§ **TASK TO COMPLETE**
Reproduce word for word the stretch of the Self-Distilled RLVR page below that runs from "The researchers propose" to "responses are good.".

§ **DOCUMENT EXCERPT**
+ + + +
Self-Distilled RLVR
Chenxu Yang, Chuanyu Qin, Qingyi Si, Minghui Chen, Naibin Gu, Dingyu Yao, Zheng Lin, Weiping Wang, Jiaqi Wang, Nan Duan
2026-04-06
Summary
This paper investigates a technique for training large language models (LLMs) that combines the benefits of two existing methods: reinforcement learning with verifiable rewards (RLVR) and on-policy self-distillation (OPSD). It identifies a key flaw in current self-distillation approaches and proposes a new method, RLSD, to overcome it.
What's the problem?
Currently, a popular way to train LLMs involves letting a model learn from itself, acting as both the 'teacher' providing guidance and the 'student' receiving it. This self-distillation relies on giving the teacher extra information, like ideal answers. However, the researchers found that giving the teacher this extra information causes it to unintentionally 'leak' those answers to the student, leading to unstable training and limiting how well the model can ultimately perform. Essentially, the student becomes too reliant on the privileged information instead of learning to generate good responses on its own.
What's the solution?
The researchers propose a new method called RLSD, which stands for RLVR with Self-Distillation. Instead of relying solely on the teacher's privileged information, RLSD uses self-distillation to pinpoint *how* the model's responses differ at each step from the teacher's, and uses this to adjust the learning process. Simultaneously, it continues to use RLVR, which provides reliable feedback from the environment (like checking if an answer is correct) to guide the overall direction of learning. This way, the model benefits from detailed guidance on *how* to improve, while still being grounded in real-world feedback on *whether* its responses are good.
Why it matters?
This research is important because it improves the stability and performance of training large language models. By combining the strengths of two existing methods and addressing a key weakness in self-distillation, RLSD allows models to learn more effectively and achieve better results. This could lead to more capable and reliable AI systems in the future.
Abstract
On-policy distillation (OPD) has become a popular training paradigm in the LLM community. This paradigm selects a larger model as the teacher to provide dense, fine-grained signals for each sampled trajectory, in contrast to reinforcement learning with verifiable rewards (RLVR), which only obtains sparse signals from verifiable outcomes in the environment. Recently, the community has explored on-policy self-distillation (OPSD), where the same model serves as both teacher and student, with the teacher receiving additional privileged information such as reference answers to enable self-evolution. This paper demonstrates that learning signals solely derived from the privileged teacher result in severe information leakage and unstable long-term training. Accordingly, we identify the optimal niche for self-distillation and propose RLSD (RLVR with Self-Distillation). Specifically, we leverage self-distillation to obtain token-level policy differences for determining fine-grained update magnitudes, while continuing to use RLVR to derive reliable update directions from environmental feedback (e.g., response correctness). This enables RLSD to simultaneously harness the strengths of both RLVR and OPSD, achieving a higher convergence ceiling and superior training stability.
+ + + +
§ **SOURCE DATA**
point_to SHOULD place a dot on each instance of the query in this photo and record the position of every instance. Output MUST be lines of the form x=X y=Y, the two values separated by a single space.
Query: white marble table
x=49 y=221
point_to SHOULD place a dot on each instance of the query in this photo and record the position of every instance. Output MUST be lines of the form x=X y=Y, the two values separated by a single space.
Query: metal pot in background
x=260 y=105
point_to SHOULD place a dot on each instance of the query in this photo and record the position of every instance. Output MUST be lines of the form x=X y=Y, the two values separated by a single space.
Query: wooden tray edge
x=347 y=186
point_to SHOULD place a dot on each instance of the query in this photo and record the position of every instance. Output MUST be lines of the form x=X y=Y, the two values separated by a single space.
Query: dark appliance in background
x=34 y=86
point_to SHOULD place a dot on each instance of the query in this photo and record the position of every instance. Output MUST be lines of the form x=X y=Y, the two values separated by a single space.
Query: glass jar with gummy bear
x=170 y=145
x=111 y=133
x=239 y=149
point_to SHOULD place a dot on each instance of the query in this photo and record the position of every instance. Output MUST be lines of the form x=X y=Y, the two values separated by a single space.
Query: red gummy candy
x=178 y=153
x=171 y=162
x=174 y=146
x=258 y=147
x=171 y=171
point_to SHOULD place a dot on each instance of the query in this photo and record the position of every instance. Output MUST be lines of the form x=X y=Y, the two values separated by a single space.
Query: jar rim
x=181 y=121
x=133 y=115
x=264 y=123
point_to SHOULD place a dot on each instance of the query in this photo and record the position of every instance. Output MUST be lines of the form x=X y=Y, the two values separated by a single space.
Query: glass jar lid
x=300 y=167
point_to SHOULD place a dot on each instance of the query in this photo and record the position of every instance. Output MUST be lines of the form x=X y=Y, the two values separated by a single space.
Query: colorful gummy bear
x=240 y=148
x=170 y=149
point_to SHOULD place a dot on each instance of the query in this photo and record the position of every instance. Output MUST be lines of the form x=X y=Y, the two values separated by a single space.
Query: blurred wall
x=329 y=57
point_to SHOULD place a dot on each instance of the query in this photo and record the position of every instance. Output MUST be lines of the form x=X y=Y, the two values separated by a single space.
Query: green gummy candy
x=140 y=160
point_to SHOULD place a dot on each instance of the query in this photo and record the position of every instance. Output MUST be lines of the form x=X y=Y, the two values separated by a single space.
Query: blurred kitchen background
+ + + +
§ **WRITTEN RESPONSE**
The researchers propose a new method called RLSD, which stands for RLVR with Self-Distillation. Instead of relying solely on the teacher's privileged information, RLSD uses self-distillation to pinpoint *how* the model's responses differ at each step from the teacher's, and uses this to adjust the learning process. Simultaneously, it continues to use RLVR, which provides reliable feedback from the environment (like checking if an answer is correct) to guide the overall direction of learning. This way, the model benefits from detailed guidance on *how* to improve, while still being grounded in real-world feedback on *whether* its responses are good.